__Data listing__
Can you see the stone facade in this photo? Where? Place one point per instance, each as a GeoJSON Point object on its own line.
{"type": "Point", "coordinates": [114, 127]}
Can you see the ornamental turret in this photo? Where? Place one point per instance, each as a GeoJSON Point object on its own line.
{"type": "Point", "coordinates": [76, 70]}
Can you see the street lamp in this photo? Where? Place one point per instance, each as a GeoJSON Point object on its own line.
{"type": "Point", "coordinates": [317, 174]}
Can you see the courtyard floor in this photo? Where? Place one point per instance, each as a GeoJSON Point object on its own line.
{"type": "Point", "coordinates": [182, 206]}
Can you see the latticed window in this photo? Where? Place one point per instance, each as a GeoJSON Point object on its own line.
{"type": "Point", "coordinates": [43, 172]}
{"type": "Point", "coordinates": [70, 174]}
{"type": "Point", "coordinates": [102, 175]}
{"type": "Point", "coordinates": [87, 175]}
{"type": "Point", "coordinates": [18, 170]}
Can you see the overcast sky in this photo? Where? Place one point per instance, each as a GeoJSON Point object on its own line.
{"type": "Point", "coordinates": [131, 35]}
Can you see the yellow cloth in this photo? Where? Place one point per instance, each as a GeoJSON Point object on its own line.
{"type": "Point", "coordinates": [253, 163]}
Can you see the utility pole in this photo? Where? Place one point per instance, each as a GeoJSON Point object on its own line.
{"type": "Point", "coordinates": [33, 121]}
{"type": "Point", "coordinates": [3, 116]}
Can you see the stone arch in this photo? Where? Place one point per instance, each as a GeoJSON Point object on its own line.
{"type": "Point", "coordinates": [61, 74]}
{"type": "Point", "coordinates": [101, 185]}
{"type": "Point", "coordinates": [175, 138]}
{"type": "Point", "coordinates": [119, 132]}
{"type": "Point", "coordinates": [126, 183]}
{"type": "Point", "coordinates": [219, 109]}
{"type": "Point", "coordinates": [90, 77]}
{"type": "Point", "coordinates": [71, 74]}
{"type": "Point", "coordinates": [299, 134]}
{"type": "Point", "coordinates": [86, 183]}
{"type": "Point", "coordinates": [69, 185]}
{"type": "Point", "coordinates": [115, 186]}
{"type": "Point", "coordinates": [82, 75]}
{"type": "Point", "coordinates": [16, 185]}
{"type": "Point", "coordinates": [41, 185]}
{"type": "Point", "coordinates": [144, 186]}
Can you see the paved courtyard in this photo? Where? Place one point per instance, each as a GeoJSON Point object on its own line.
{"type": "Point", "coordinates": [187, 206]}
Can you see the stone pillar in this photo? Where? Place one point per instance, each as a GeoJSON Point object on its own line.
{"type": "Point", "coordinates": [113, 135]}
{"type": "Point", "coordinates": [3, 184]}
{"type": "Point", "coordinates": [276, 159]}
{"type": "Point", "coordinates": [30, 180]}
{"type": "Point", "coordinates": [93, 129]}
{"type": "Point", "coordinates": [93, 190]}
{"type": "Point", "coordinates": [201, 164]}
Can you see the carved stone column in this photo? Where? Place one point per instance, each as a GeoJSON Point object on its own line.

__What to produce__
Would you restate the records word for word?

__Written solution__
Can you see the stone facade in this photo? Where? Place one point per instance, each as a GeoJSON Point object on its own line.
{"type": "Point", "coordinates": [114, 127]}
Can you see the ornamental turret in this photo? Where? Place one point per instance, each as a GeoJSON Point object on its own line.
{"type": "Point", "coordinates": [76, 70]}
Can you see the street lamp in this photo? Where? Place one point per instance, each as a GeoJSON Point object on its own line.
{"type": "Point", "coordinates": [317, 174]}
Can you see the courtyard floor in this photo? Where? Place one point per instance, each as a GeoJSON Point object on its own line.
{"type": "Point", "coordinates": [182, 206]}
Can you see the latticed window in this photo? Where? Place one point per instance, each as a GeoJSON Point object on its own line.
{"type": "Point", "coordinates": [43, 172]}
{"type": "Point", "coordinates": [70, 174]}
{"type": "Point", "coordinates": [102, 175]}
{"type": "Point", "coordinates": [87, 175]}
{"type": "Point", "coordinates": [18, 170]}
Can you see the overcast sky in this photo? Where? Place one point per instance, each as a GeoJSON Point object on its own line.
{"type": "Point", "coordinates": [131, 35]}
Can you see the yellow cloth in this photo? Where? Place one point per instance, each as a GeoJSON Point object on its own line.
{"type": "Point", "coordinates": [253, 163]}
Can you see the utility pole in this photo? Where? Place one point per instance, each as a GeoJSON Point object on its own line.
{"type": "Point", "coordinates": [33, 121]}
{"type": "Point", "coordinates": [3, 116]}
Can you see the stone arch in this photo? Where? Place one point per instance, each as a GeoJSON Point object on its own line.
{"type": "Point", "coordinates": [61, 74]}
{"type": "Point", "coordinates": [101, 185]}
{"type": "Point", "coordinates": [175, 138]}
{"type": "Point", "coordinates": [119, 132]}
{"type": "Point", "coordinates": [126, 183]}
{"type": "Point", "coordinates": [219, 109]}
{"type": "Point", "coordinates": [90, 77]}
{"type": "Point", "coordinates": [71, 74]}
{"type": "Point", "coordinates": [299, 134]}
{"type": "Point", "coordinates": [86, 183]}
{"type": "Point", "coordinates": [69, 185]}
{"type": "Point", "coordinates": [115, 186]}
{"type": "Point", "coordinates": [82, 75]}
{"type": "Point", "coordinates": [16, 185]}
{"type": "Point", "coordinates": [41, 185]}
{"type": "Point", "coordinates": [144, 186]}
Can you see the paved courtyard in this photo? Where? Place one point per instance, each as a GeoJSON Point object on its own line.
{"type": "Point", "coordinates": [187, 206]}
Can you see the stone pillar in this photo? Where? Place one point per instance, each as a GeoJSON Point object on its own line.
{"type": "Point", "coordinates": [113, 135]}
{"type": "Point", "coordinates": [3, 184]}
{"type": "Point", "coordinates": [276, 159]}
{"type": "Point", "coordinates": [30, 180]}
{"type": "Point", "coordinates": [93, 129]}
{"type": "Point", "coordinates": [93, 190]}
{"type": "Point", "coordinates": [201, 164]}
Can you see the carved stone column in this photo? Where? Place one point per instance, each as a GeoJSON Point object on its own line.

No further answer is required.